Exercise - Retype the lines starting at the one containing "batch is kitchen" and ending at the one containing "[131,156,180,211]", both included, exactly as they appear.

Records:
..............................
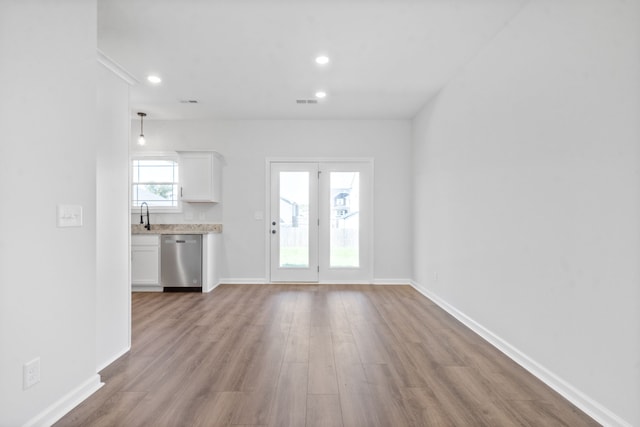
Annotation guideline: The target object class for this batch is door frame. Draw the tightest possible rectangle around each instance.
[263,157,375,284]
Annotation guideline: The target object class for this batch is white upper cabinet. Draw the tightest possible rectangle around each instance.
[178,151,222,203]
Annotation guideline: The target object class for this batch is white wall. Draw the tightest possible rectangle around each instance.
[413,0,640,425]
[132,120,411,282]
[0,0,99,427]
[96,65,131,370]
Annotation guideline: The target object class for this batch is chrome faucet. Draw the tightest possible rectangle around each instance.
[140,202,151,231]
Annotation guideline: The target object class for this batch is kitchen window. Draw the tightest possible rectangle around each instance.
[131,156,180,211]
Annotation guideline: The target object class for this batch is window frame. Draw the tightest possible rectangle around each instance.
[129,152,182,213]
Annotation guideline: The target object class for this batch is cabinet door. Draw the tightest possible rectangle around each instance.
[180,152,220,202]
[131,246,160,286]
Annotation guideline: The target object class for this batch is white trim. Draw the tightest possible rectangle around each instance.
[202,282,222,294]
[219,277,269,285]
[131,284,164,292]
[23,374,104,427]
[97,49,140,86]
[264,157,376,284]
[411,281,632,427]
[96,344,131,372]
[216,278,412,286]
[373,279,412,286]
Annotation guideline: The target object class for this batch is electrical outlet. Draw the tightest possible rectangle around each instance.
[22,357,40,390]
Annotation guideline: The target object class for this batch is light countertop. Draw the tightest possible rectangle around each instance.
[131,223,222,234]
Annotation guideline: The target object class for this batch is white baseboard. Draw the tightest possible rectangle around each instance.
[219,278,412,285]
[411,281,632,427]
[202,282,222,294]
[23,374,104,427]
[373,279,411,286]
[96,346,131,372]
[219,277,269,285]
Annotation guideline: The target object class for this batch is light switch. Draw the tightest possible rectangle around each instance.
[58,205,82,227]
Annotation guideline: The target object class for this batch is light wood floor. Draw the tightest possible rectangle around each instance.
[56,285,598,427]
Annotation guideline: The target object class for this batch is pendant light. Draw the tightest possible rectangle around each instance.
[138,113,147,145]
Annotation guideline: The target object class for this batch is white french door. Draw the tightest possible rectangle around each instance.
[269,162,373,283]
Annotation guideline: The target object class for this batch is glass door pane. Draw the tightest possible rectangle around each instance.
[269,162,318,282]
[279,171,309,268]
[329,172,360,268]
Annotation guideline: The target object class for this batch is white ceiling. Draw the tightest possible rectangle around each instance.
[98,0,528,120]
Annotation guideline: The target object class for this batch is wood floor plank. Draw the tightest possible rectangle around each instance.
[305,394,345,427]
[269,363,309,427]
[55,284,598,427]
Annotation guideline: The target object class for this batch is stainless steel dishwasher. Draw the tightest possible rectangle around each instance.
[160,234,202,290]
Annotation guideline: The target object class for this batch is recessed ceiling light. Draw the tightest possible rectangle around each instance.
[316,55,329,65]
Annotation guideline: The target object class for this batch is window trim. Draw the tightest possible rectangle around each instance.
[129,151,182,214]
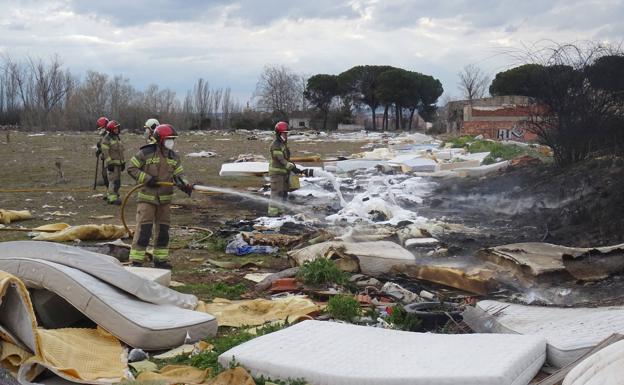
..............................
Task answer -
Annotation guideline: The target object class for this batch is kitchen window. Draw the tightest possible rectangle around each instance.
[131,156,180,211]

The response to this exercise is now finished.